→ **What is required**
Quote verbatim the lines of the records below, starting at the line that contains "For every instance of the brown fur" and ending at the line that contains "(224, 1251)", with both of those lines included.

Object position labeling records
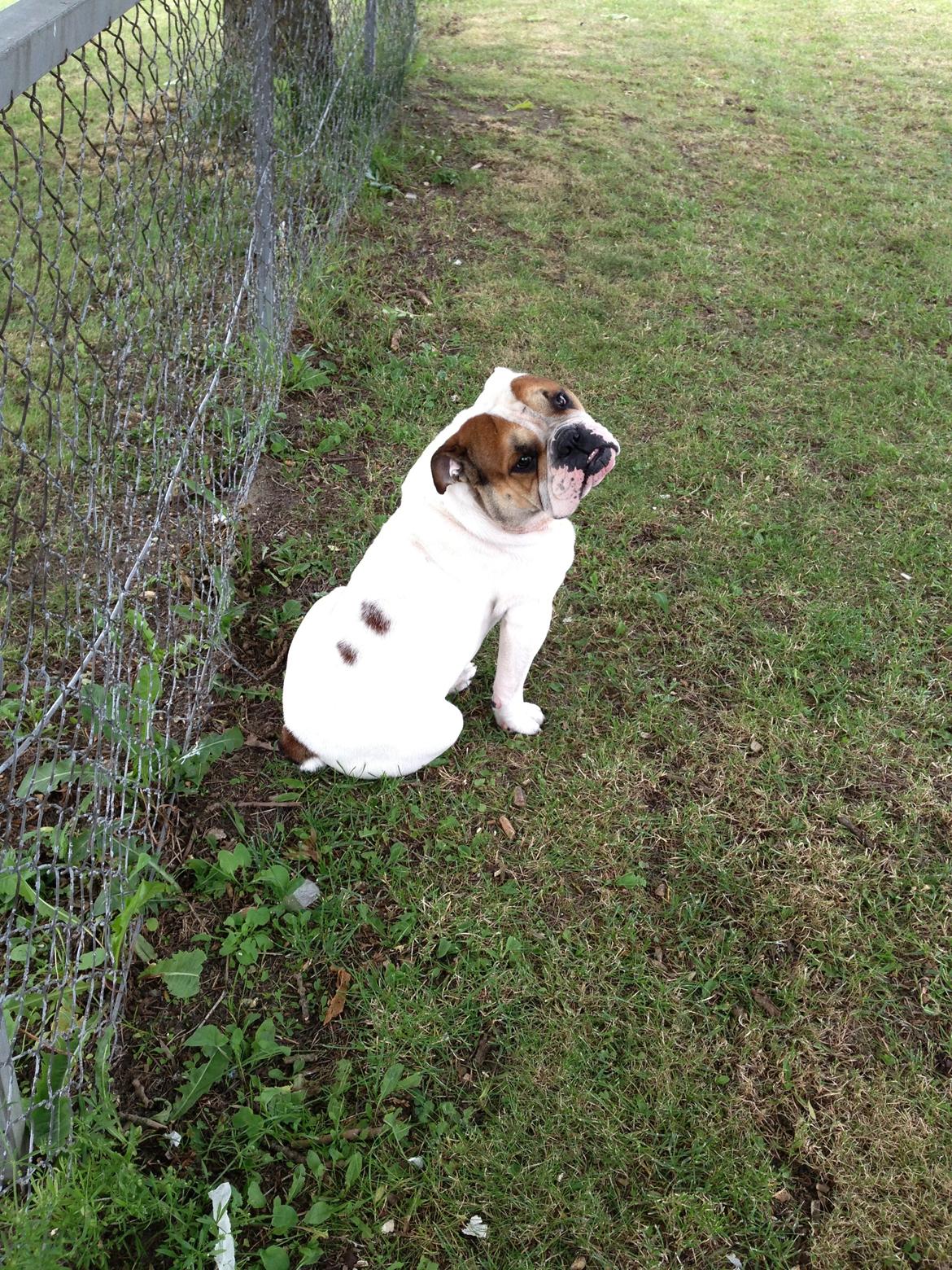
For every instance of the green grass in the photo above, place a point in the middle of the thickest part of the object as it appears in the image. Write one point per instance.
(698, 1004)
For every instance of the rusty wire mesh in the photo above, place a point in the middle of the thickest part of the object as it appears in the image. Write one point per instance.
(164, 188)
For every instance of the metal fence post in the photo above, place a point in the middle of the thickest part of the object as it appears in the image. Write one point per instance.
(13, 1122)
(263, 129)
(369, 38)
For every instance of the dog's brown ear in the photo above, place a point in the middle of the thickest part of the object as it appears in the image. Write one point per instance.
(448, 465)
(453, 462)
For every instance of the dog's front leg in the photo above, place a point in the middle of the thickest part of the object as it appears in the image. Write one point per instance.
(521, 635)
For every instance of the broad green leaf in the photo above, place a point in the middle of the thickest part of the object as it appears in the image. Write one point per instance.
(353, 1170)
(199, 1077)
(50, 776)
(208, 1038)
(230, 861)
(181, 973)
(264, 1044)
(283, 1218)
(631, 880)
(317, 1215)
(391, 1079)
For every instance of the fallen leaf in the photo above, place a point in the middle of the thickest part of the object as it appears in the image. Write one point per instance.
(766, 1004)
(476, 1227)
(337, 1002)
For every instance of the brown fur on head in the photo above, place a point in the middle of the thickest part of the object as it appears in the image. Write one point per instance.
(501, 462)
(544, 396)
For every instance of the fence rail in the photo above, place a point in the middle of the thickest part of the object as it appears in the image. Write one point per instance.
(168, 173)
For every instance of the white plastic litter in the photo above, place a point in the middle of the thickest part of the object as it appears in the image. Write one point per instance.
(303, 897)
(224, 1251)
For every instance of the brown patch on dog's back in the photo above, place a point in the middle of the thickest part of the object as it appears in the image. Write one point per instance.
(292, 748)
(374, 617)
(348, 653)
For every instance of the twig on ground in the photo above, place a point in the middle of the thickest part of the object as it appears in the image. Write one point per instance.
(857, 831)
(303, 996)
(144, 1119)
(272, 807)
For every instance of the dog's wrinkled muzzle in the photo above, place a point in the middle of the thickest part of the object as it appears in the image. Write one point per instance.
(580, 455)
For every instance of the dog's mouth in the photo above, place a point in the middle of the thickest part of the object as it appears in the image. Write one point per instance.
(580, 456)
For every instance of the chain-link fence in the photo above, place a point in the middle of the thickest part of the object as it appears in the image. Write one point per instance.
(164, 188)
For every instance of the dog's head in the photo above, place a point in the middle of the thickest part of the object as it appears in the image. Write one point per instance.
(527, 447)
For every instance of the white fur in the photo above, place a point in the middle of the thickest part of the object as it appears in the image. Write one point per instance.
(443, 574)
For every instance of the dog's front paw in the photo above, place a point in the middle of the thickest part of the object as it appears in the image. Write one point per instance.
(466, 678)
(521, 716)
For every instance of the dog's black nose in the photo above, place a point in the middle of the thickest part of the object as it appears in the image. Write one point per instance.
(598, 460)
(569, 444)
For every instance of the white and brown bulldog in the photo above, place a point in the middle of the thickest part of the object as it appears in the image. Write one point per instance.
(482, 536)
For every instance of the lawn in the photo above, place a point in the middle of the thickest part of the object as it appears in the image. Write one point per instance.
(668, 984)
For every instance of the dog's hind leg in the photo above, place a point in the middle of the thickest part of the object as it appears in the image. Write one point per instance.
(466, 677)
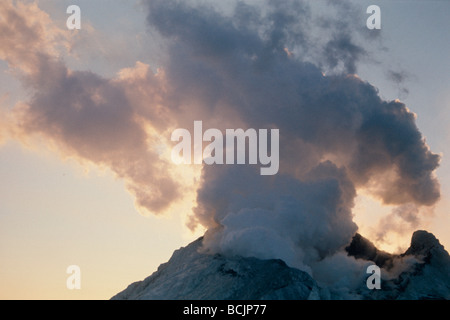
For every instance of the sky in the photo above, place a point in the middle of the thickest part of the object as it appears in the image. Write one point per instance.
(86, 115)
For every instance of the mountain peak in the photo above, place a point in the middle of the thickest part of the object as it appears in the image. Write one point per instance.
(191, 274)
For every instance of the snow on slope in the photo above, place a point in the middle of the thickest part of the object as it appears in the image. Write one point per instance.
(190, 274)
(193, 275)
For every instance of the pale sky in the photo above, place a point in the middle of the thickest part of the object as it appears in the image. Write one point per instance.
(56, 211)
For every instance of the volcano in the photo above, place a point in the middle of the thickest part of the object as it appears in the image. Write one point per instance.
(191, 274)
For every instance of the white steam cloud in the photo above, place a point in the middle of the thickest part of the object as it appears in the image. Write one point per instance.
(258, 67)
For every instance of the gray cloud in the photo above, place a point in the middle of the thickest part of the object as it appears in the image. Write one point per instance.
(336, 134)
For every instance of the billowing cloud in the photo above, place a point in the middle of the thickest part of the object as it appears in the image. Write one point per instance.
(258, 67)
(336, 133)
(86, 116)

* * *

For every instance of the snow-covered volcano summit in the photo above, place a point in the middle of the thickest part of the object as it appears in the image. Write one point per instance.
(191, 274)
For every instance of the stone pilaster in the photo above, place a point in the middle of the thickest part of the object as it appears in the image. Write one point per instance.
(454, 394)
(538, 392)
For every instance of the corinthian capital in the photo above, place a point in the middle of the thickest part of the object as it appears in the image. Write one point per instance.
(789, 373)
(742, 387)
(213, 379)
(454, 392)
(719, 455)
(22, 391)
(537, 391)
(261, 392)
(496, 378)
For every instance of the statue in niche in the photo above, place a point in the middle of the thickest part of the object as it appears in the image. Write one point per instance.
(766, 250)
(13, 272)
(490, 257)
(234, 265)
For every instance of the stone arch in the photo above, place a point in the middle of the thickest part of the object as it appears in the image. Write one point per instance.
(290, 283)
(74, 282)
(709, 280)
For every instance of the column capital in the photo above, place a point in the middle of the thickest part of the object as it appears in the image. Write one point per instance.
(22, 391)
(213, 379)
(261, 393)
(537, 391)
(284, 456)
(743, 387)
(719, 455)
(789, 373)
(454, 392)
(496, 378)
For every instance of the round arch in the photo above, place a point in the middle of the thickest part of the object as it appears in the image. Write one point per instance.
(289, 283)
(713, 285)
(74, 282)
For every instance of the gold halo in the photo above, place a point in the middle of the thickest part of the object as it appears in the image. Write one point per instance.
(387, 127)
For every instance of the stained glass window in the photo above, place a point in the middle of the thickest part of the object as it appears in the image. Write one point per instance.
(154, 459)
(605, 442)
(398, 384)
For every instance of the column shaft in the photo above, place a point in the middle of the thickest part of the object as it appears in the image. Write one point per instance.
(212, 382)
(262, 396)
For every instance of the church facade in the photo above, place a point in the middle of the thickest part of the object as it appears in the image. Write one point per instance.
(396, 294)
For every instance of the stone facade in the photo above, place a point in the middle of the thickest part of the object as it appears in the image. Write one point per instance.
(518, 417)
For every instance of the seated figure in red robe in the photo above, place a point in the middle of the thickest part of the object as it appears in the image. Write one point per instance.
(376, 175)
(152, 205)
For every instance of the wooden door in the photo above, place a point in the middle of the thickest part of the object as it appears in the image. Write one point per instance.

* * *

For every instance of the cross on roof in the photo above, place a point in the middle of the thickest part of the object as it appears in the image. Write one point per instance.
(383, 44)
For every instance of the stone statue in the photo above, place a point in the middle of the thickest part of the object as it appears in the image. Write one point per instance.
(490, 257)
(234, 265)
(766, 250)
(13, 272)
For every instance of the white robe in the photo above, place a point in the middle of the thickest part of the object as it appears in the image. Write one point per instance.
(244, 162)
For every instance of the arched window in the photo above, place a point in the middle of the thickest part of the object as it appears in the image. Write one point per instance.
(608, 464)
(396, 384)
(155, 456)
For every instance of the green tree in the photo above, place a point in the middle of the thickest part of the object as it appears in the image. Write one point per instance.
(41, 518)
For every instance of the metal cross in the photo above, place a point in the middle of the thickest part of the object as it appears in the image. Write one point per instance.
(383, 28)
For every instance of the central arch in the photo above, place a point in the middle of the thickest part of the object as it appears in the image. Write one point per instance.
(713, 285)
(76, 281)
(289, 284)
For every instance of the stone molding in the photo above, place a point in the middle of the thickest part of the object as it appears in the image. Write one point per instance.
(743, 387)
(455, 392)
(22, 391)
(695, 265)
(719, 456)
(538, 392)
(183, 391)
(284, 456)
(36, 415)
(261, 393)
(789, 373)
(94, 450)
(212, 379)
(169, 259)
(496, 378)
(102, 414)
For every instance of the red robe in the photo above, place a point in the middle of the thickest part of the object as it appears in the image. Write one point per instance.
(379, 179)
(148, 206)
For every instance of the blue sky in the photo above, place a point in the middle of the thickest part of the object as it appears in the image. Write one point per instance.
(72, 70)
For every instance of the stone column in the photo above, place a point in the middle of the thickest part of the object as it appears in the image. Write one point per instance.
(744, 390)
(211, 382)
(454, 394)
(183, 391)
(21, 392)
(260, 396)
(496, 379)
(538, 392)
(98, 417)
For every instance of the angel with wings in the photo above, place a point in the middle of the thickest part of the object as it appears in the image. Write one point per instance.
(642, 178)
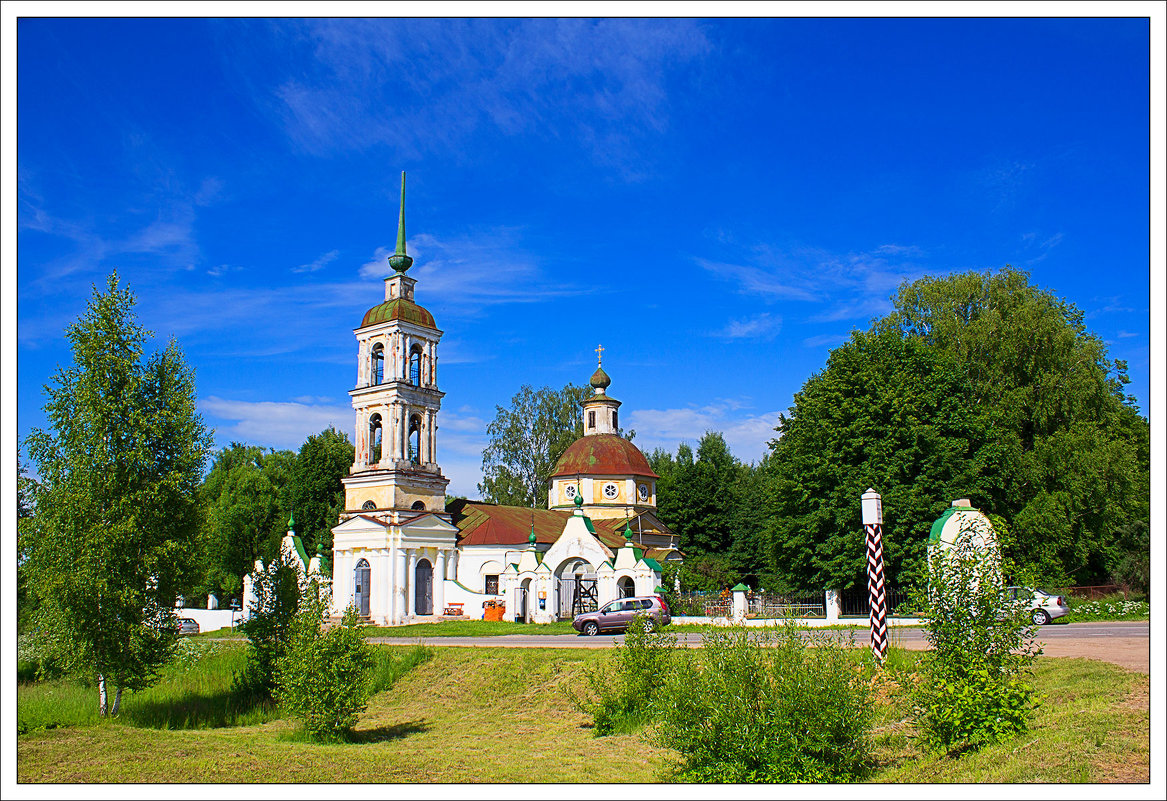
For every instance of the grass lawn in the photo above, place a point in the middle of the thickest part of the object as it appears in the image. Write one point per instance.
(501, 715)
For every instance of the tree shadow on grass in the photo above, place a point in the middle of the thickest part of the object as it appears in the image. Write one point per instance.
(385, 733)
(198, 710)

→ **Response to the task**
For every instance of the brown fur on head in the photo above, place a point in the middle of the thickest part of the object as it appears in the image. Write one point per instance.
(501, 462)
(544, 396)
For every instance of the fence rail in the photo above, place a point in the middle of the thickest part of the object as it appears in the image. Write one point per instance.
(168, 173)
For every instance of the white plastic litter in the photo above, place a point in the middle of the thickest part of the object as it appears in the image. Write one point per instance.
(303, 897)
(224, 1251)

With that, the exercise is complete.